#### AIM OF THE EXERCISE:
The entries follow. Print each one exactly.

#### THE RECORDS:
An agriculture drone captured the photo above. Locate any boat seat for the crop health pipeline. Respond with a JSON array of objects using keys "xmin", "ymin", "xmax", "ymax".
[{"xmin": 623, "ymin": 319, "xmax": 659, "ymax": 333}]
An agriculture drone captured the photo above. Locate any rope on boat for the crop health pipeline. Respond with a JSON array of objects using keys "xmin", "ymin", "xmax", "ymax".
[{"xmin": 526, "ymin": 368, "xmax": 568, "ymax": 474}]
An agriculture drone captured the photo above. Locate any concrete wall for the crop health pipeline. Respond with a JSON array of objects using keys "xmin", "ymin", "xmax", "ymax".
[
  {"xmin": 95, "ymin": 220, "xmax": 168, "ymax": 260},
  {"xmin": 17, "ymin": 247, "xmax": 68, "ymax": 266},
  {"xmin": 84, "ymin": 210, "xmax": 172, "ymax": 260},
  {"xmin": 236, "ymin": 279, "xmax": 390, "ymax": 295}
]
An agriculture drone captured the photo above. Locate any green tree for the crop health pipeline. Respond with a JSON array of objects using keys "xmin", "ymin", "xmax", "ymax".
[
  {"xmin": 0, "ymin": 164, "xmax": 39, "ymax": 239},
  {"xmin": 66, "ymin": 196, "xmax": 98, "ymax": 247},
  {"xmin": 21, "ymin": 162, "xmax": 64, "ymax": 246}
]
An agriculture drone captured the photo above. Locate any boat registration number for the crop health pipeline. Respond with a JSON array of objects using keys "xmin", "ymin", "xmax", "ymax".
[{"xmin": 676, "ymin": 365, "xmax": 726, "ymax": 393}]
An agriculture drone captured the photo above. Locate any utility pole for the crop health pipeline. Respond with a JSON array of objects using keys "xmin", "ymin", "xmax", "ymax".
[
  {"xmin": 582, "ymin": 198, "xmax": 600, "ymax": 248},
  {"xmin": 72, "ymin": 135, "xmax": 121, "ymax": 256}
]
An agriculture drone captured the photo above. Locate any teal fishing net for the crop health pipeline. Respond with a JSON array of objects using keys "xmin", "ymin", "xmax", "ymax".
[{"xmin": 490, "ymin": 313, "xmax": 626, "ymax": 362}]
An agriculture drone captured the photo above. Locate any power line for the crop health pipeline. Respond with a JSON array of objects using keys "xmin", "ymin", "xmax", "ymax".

#### FINAL ANSWER:
An agriculture drone captured the photo above. Locate any boat seat for the crop health pipeline. Respond with a JSON array of objects using keys "xmin", "ymin", "xmax", "ymax".
[{"xmin": 623, "ymin": 319, "xmax": 659, "ymax": 333}]
An agriculture drone captured the photo above. Locate any rope on boat for the crop health pipeline. Respond with a JSON array of objects using keys "xmin", "ymin", "xmax", "ymax".
[{"xmin": 526, "ymin": 368, "xmax": 568, "ymax": 474}]
An agriculture drone captured the photo above. Locate any concrete wall for the crop health pipeline. Respond with a JSON array of objects using keys "xmin", "ymin", "xmax", "ymax".
[
  {"xmin": 95, "ymin": 220, "xmax": 168, "ymax": 260},
  {"xmin": 17, "ymin": 247, "xmax": 68, "ymax": 266},
  {"xmin": 84, "ymin": 210, "xmax": 172, "ymax": 260},
  {"xmin": 236, "ymin": 279, "xmax": 390, "ymax": 295}
]
An agriculture drone captured the photo above. Locate any green tree for the crop health pipeline. Respond with a JSON array of objects using keys "xmin", "ymin", "xmax", "ymax".
[
  {"xmin": 0, "ymin": 164, "xmax": 39, "ymax": 239},
  {"xmin": 66, "ymin": 196, "xmax": 98, "ymax": 247},
  {"xmin": 21, "ymin": 162, "xmax": 64, "ymax": 246}
]
An agriculture drone captured the photo above. Locate any boat registration number for the crop health pipeline. Respond with a JSON array of objects using keys "xmin", "ymin", "xmax", "ymax".
[{"xmin": 676, "ymin": 365, "xmax": 726, "ymax": 393}]
An agriculture drone captured the photo above. Locate any utility pole for the crop health pipeline. Respond with a JSON array of objects using keys "xmin", "ymin", "xmax", "ymax".
[
  {"xmin": 582, "ymin": 198, "xmax": 600, "ymax": 248},
  {"xmin": 72, "ymin": 135, "xmax": 121, "ymax": 256}
]
An agriculture drone captured the photo above. Locate any teal fishing net for the crop health pipeline. Respond with a JSON array of objects using keys "xmin", "ymin", "xmax", "ymax".
[{"xmin": 490, "ymin": 313, "xmax": 626, "ymax": 362}]
An agriculture drone captured the photo above. Locate any power line for the crop health pipeline. Respond with a JSON array of objects using keys "xmin", "ymin", "xmax", "ymax".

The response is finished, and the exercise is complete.